---------- Aangeleverde vermeldingen

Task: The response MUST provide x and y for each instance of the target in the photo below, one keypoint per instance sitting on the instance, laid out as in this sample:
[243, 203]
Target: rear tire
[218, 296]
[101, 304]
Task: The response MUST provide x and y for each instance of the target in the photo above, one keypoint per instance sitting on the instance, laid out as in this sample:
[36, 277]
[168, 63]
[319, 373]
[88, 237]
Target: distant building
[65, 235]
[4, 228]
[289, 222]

--------------------
---------- Aangeleverde vermeldingen

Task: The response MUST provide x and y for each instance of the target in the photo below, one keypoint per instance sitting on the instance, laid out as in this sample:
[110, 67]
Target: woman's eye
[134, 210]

--------------------
---------- Aangeleverde vermeldingen

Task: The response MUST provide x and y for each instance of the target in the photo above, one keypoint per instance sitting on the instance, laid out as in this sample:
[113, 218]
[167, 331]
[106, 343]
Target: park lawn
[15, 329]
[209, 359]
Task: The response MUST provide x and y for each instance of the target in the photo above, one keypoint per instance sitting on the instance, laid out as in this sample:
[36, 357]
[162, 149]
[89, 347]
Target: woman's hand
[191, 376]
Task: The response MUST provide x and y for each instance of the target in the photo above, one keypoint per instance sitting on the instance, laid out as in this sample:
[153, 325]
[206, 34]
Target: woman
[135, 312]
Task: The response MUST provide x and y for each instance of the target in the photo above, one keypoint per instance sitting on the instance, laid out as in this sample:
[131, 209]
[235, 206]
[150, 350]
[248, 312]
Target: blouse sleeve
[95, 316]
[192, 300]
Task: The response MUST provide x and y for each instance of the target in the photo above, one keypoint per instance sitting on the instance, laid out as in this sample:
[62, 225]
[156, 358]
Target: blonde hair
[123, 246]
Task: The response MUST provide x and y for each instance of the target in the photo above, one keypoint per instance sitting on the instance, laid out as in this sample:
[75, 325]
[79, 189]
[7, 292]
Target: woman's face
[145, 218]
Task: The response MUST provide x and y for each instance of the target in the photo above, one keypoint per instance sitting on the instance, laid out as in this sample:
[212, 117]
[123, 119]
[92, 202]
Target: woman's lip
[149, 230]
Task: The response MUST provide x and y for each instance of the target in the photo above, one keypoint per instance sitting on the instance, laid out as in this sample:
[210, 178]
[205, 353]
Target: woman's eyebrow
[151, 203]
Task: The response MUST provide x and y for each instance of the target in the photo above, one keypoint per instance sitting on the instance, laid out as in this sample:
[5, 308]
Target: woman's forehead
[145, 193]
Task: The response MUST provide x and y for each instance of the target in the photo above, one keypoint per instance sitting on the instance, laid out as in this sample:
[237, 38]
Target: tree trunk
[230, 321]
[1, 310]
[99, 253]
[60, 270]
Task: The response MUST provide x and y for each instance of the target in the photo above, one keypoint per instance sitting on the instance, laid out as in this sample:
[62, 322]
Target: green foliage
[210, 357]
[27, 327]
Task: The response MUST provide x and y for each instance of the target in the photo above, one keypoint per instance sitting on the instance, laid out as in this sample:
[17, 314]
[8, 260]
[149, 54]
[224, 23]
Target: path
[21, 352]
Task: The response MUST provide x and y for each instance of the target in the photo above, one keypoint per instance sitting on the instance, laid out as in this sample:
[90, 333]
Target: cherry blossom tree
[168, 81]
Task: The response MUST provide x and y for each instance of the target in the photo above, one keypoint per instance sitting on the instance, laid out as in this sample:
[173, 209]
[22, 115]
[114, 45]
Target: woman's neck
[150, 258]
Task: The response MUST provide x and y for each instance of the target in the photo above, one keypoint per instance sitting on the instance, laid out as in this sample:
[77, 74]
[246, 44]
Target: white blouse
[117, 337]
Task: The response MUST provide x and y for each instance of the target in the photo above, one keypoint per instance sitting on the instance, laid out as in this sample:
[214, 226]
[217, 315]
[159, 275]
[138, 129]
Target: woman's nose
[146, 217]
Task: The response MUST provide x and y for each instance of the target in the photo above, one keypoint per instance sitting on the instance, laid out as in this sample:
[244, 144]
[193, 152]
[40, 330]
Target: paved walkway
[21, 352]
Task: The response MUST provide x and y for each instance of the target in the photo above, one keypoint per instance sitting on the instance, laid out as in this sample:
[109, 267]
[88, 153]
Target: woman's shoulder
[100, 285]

--------------------

Zoek in de bovenstaande vermeldingen elke regel op waarin het woord "tree" voorkomt en neem deze regels letterlijk over. Hoofdletters en kleine letters tellen mee.

** Volledig antwoord **
Target: tree trunk
Target: cherry blossom tree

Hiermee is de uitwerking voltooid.